## WHAT THIS TASK INVOLVES
Find every line in the rows below that contains the word "woman", and copy each of those lines out in full.
═════ DATASET RECORDS ═════
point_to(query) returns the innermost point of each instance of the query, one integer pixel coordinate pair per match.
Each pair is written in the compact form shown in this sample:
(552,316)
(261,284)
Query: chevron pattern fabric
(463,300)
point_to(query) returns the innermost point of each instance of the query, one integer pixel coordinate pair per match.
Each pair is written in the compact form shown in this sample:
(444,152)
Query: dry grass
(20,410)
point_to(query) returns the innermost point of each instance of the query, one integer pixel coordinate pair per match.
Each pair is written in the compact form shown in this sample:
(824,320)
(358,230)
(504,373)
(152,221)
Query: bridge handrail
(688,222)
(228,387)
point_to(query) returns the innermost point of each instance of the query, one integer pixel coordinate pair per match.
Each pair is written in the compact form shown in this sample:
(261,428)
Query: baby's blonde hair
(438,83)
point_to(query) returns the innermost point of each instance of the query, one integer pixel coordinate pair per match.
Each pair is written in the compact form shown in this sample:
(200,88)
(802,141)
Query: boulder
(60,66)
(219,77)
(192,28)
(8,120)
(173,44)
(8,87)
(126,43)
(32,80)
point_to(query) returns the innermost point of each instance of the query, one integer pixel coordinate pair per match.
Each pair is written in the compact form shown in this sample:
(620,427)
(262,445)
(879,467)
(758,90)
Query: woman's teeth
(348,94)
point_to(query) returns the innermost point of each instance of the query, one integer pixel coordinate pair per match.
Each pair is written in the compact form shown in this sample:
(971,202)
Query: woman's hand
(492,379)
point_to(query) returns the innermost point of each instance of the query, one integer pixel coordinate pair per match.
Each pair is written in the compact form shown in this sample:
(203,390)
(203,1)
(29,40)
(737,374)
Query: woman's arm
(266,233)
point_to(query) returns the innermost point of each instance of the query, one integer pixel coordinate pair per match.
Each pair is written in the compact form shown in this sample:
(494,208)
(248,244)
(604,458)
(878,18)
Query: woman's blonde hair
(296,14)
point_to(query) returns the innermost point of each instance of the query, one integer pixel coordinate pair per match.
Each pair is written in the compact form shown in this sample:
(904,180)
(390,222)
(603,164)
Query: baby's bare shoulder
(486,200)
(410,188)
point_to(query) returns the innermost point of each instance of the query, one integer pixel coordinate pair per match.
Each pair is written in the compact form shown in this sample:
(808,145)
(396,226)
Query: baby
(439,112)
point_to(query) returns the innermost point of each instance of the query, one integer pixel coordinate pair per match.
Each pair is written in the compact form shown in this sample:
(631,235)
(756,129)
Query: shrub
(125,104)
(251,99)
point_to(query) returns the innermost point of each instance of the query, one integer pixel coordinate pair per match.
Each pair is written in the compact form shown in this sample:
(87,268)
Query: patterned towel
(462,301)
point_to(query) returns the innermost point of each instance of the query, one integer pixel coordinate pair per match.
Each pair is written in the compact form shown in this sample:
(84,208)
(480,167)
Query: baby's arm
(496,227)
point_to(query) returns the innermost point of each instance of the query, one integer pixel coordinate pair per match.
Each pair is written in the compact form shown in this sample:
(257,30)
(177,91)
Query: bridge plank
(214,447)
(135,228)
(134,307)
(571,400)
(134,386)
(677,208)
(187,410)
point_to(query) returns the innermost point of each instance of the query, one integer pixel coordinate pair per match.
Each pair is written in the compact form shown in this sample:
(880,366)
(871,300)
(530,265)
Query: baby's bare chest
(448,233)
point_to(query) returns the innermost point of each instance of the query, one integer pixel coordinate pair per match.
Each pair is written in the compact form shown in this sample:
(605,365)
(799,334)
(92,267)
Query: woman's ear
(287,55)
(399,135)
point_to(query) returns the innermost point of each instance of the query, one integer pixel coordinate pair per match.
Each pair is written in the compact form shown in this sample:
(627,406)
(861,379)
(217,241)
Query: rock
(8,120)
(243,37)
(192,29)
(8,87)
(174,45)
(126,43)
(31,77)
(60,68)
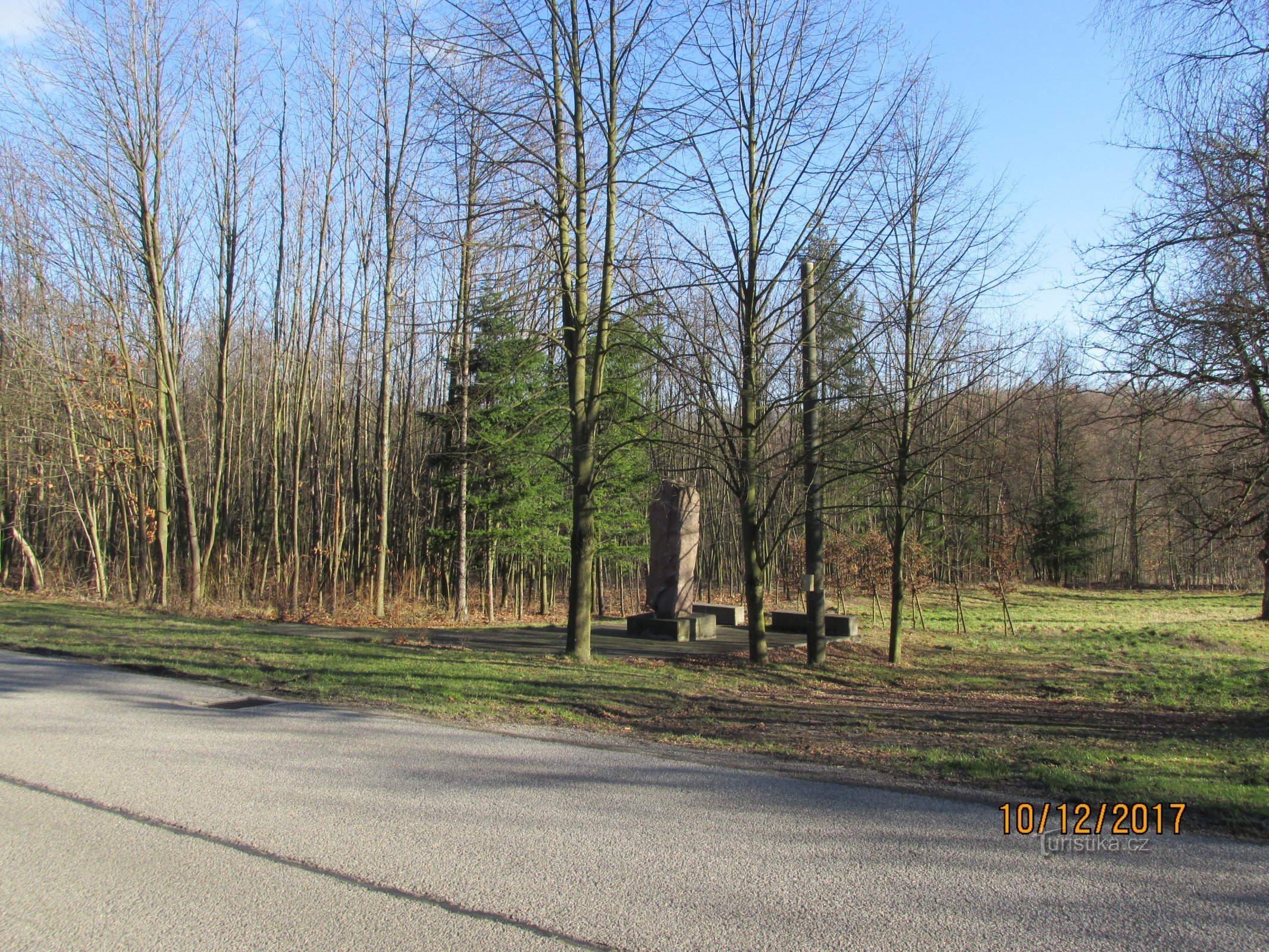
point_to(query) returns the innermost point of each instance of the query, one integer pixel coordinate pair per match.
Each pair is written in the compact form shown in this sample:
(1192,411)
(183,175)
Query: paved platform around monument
(608,639)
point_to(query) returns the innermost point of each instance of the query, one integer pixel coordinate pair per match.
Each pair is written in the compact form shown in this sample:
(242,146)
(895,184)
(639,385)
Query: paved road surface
(132,815)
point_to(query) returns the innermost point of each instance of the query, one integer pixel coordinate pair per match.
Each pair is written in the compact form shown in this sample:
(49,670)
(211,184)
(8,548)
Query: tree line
(358,303)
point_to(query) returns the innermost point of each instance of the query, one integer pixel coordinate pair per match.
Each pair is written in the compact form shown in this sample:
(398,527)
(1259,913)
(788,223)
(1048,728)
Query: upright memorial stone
(674,521)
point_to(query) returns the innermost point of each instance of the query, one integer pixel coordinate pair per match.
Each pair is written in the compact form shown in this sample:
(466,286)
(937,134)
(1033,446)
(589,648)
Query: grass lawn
(1102,696)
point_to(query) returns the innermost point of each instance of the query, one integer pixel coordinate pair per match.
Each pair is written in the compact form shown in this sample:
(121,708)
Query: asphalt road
(132,815)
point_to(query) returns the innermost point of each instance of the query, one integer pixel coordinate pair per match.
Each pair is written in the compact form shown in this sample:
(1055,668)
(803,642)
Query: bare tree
(947,252)
(792,98)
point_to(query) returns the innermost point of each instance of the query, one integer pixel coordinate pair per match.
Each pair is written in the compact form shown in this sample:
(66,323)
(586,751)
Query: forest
(361,308)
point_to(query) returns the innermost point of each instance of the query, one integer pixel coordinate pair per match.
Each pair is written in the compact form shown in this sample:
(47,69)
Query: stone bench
(835,626)
(687,627)
(723,615)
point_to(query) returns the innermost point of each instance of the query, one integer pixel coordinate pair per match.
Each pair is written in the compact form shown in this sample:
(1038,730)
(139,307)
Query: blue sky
(1048,93)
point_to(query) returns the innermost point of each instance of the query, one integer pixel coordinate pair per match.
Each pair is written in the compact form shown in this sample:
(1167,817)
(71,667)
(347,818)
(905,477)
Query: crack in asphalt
(350,879)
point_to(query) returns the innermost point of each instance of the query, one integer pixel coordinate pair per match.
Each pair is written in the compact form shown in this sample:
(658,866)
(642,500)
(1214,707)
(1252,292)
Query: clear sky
(1048,93)
(17,18)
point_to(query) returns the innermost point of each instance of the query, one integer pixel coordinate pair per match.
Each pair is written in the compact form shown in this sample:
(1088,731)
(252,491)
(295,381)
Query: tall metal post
(814,579)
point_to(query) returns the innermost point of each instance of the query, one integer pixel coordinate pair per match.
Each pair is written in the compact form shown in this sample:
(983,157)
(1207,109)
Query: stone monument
(674,519)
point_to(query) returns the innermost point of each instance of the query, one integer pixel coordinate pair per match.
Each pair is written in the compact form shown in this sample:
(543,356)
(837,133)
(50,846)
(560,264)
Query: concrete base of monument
(732,616)
(688,627)
(835,626)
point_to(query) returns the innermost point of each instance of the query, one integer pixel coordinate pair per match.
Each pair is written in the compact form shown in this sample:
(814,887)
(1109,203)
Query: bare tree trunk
(816,646)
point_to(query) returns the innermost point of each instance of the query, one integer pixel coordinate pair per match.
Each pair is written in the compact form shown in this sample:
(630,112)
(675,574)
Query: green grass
(1101,695)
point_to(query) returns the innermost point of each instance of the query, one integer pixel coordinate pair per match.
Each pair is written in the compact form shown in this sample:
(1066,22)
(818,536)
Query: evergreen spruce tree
(1064,530)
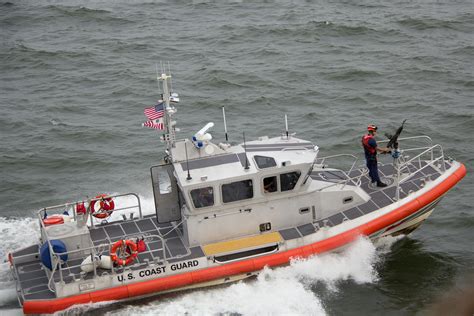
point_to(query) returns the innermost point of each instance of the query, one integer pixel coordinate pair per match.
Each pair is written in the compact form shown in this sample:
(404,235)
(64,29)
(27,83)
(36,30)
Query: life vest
(365,143)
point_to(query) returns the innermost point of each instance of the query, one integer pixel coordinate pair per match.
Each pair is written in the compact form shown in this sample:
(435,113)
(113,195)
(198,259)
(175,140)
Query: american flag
(156,124)
(155,112)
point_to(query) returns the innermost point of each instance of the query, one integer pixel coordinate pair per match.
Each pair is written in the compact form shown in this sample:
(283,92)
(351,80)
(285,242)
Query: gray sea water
(76,76)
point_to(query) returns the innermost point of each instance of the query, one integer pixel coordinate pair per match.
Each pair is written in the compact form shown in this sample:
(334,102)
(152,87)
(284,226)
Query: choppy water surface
(74,80)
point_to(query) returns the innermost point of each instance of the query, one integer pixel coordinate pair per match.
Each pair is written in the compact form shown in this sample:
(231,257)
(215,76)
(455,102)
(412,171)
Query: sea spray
(280,291)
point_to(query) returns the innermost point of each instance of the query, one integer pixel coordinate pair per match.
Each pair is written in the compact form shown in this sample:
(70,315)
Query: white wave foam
(280,291)
(16,234)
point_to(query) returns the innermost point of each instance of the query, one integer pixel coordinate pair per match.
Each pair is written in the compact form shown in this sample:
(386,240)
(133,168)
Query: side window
(203,197)
(264,162)
(289,180)
(236,191)
(270,184)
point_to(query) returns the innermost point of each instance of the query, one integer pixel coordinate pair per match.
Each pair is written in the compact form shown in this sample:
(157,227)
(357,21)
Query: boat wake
(291,289)
(281,291)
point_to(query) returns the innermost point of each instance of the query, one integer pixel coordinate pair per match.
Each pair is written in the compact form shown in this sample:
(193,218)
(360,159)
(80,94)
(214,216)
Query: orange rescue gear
(106,206)
(126,246)
(53,220)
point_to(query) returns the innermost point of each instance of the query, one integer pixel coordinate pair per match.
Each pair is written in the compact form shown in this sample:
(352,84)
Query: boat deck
(33,278)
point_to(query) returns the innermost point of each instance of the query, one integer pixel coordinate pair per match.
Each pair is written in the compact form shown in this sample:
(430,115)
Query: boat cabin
(224,192)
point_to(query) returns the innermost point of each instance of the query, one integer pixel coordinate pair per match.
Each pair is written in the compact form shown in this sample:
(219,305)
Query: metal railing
(95,252)
(71,207)
(98,250)
(430,154)
(322,163)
═════
## TASK SOLUTION
Query: woman's teeth
Query: woman's hand
Query: woman's arm
Query: woman's blonde hair
Query: woman's ear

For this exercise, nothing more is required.